● 题目要求
筛选下列记录，把含有字符串“background”的每一行都抄出来。

[来自一个合集的记录]
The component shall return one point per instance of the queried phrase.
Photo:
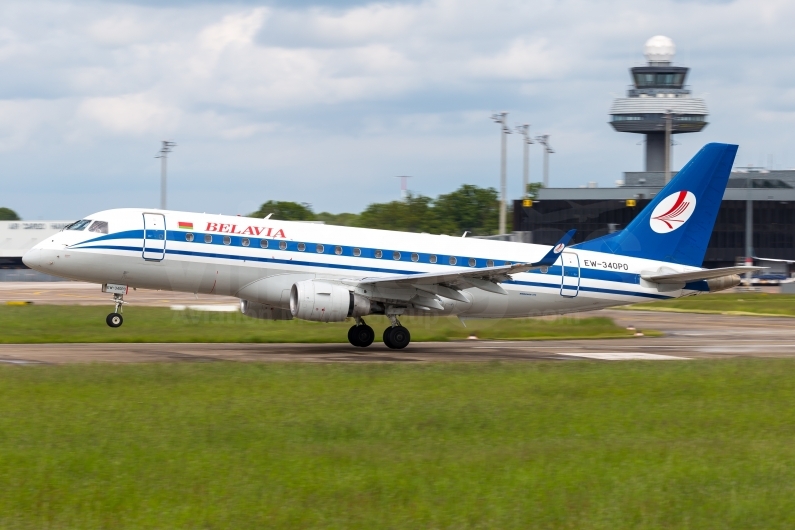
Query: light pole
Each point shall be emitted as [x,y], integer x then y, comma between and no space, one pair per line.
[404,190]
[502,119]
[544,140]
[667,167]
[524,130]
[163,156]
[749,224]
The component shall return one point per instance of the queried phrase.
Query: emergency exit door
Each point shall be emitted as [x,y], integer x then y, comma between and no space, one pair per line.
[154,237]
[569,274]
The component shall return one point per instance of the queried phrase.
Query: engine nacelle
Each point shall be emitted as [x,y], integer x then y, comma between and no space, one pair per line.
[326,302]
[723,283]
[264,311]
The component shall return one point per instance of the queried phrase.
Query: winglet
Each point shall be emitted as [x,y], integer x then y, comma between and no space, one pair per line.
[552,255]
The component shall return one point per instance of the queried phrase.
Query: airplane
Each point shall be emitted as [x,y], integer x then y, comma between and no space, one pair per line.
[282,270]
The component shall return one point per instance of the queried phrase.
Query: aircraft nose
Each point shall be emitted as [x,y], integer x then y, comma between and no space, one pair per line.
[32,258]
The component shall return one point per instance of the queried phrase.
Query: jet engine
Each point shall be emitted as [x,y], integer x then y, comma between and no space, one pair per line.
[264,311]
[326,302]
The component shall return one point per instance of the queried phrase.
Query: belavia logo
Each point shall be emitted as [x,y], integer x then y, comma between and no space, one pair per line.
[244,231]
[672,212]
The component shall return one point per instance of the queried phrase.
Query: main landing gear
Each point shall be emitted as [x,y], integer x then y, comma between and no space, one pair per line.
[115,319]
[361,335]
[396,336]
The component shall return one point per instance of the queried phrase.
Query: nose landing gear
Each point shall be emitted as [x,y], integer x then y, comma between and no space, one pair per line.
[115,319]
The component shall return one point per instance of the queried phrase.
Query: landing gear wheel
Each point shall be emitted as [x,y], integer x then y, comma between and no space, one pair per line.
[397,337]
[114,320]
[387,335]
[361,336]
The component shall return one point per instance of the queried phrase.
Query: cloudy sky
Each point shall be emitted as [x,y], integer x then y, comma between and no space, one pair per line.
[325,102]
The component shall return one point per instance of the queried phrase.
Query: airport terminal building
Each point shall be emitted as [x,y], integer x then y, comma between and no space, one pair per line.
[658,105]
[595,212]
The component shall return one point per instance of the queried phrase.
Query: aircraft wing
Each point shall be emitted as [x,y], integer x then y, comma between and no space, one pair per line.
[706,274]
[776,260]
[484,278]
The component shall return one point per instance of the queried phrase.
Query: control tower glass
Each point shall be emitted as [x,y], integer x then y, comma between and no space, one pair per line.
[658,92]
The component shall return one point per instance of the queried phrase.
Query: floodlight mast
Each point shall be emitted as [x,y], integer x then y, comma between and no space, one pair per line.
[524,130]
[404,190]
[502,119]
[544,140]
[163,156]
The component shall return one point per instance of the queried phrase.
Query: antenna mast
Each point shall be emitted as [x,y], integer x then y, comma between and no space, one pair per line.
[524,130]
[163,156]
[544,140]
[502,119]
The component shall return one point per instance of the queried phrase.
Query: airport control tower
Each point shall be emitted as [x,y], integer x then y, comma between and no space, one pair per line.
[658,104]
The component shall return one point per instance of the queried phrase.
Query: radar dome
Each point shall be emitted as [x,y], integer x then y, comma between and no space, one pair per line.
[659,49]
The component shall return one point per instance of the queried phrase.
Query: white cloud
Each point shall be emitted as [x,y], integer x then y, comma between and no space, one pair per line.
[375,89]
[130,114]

...

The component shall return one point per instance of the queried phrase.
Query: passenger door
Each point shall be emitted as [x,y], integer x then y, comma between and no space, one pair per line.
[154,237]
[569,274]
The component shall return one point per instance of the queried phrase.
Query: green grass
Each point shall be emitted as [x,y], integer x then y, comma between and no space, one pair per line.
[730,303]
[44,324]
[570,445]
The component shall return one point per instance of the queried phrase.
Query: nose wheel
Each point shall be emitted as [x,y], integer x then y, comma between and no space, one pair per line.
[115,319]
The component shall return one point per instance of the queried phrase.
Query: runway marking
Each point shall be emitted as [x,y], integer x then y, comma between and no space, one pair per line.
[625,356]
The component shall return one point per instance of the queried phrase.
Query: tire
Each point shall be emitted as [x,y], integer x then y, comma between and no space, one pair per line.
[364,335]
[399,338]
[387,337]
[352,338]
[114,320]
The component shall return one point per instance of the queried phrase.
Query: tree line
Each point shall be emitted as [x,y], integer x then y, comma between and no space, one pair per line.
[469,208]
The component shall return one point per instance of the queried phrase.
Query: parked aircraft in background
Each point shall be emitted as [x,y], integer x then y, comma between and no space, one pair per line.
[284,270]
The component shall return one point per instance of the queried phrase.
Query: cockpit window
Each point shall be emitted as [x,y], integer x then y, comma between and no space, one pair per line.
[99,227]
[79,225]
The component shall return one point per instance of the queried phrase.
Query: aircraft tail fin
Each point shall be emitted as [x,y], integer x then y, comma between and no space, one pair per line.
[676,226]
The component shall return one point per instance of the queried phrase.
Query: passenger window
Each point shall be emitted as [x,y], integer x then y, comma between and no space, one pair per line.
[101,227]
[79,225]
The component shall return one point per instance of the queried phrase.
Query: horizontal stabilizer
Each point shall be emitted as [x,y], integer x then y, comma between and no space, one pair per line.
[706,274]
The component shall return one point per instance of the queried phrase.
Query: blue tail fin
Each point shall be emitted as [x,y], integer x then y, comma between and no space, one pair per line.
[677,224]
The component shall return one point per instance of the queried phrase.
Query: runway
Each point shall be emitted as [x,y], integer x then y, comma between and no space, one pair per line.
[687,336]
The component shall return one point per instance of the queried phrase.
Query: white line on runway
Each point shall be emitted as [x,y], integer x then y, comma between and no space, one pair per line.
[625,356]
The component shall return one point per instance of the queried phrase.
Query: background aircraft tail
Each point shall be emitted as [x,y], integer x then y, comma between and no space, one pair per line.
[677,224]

● 作答结果
Query: parked aircraft in background
Query: background aircraft tail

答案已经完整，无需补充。